[TUGAS LATIHAN 1]
Jawab pertanyaan berikut berdasarkan teks tentang krisis Muslim Rohingya:
(a) Siapa utusan khusus OKI untuk Myanmar?
(b) Di negara mana saja masyarakat dunia sebelumnya menyaksikan genosida etnis dan agama?
(c) Berapa jumlah anggota OKI yang disebut dalam teks?

Hamid Albar, utusan khusus OKI untuk Myanmar mengatakan, lembaga Islam ini harus segera mengambil langkah untuk menyelesaikan krisis Muslim Rohingya di Myanmar mengingat ini sudah bukan lagi masalah dalam negeri. Pernyataan ini mengemuka terkait Muslim Myanmar, di saat masyarakat dunia sebelumnya telah menyaksikan genosida etnis dan agama di Kamboja dan Rwanda. Namun masyarakat dunia hanya menjadi pemirsa krisis tersebut.
Sepatutnya 57 anggota OKI bersama dengan PBB, menetapkan sebuah mekanisme khusus untuk menekan pemerintah Myanmar agar segera menghentikan gelombang kekerasan terhadap Muslim Rohingya. Ini merupakan harapan umat Islam sedunia dari lembaga-lembaga internasional untuk mengakhiri penderitaan warga Muslim Rohingya.

Contoh pelabelan titik

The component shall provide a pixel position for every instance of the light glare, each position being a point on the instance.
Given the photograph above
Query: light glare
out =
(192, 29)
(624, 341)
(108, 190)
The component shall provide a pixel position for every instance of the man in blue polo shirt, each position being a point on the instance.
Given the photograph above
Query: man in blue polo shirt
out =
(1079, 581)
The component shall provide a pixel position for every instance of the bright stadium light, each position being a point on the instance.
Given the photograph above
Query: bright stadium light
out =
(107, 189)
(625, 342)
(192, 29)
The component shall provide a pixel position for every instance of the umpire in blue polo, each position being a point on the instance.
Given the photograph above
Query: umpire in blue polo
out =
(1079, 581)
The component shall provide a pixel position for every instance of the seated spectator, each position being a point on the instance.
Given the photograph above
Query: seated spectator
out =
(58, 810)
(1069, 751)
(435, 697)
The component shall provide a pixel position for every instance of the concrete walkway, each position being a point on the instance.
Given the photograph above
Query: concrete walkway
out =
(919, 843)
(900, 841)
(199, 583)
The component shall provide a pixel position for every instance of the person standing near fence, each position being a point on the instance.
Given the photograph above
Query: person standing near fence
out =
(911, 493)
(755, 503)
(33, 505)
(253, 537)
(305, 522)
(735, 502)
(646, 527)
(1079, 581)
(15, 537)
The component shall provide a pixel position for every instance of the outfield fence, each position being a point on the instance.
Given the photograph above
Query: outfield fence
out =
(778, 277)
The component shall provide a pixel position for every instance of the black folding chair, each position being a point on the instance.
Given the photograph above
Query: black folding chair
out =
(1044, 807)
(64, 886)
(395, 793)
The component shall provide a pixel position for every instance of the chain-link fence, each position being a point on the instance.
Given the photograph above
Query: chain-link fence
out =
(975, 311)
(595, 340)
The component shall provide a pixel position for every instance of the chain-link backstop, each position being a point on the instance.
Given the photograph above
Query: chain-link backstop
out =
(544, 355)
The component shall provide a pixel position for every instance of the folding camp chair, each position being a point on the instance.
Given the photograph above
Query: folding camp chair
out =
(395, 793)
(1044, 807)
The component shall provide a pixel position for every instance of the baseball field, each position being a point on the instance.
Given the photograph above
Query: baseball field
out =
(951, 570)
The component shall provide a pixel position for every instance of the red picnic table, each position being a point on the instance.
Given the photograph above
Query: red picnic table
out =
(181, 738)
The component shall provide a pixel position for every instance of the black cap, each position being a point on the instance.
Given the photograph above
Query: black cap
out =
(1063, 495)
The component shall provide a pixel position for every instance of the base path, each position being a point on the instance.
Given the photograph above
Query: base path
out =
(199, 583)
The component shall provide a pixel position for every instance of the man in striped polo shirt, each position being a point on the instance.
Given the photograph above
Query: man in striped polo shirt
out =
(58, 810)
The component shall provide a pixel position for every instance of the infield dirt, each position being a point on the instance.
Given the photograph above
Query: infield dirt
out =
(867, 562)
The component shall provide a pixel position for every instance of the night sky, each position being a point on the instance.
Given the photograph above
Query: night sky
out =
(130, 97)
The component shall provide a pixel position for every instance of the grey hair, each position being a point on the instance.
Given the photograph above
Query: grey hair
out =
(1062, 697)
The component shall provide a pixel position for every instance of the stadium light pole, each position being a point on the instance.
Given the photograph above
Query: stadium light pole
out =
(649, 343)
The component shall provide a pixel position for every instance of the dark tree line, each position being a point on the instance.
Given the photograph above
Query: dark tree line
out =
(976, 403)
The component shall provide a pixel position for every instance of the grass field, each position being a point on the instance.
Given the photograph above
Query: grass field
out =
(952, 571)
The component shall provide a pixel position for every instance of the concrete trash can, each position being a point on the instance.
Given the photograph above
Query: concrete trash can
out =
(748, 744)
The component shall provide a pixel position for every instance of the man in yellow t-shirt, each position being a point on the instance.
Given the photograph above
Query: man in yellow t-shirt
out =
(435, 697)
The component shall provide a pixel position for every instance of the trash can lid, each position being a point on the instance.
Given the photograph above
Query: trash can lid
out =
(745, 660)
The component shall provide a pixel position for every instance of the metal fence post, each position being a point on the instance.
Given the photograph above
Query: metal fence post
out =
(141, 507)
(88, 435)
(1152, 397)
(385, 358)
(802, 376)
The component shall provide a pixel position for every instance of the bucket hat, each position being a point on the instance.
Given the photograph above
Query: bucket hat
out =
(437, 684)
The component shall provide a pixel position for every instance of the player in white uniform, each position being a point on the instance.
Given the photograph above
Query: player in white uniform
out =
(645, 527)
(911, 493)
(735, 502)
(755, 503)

[TUGAS LATIHAN 2] Temukan setiap baris dalam daftar yang mengandung kata "fence", lalu salin baris-baris tersebut. Perbedaan huruf besar dan kecil diperhitungkan.

[JAWABAN AKHIR 1]
(a) Hamid Albar
(b) Kamboja dan Rwanda
(c) 57

[JAWABAN AKHIR 2]
The component shall provide a pixel position for every instance of the person standing near fence, each position being a point on the instance.
Query: person standing near fence
The component shall provide a pixel position for every instance of the outfield fence, each position being a point on the instance.
Query: outfield fence
The component shall provide a pixel position for every instance of the chain-link fence, each position being a point on the instance.
Query: chain-link fence
The component shall provide a pixel position for every instance of the metal fence post, each position being a point on the instance.
Query: metal fence post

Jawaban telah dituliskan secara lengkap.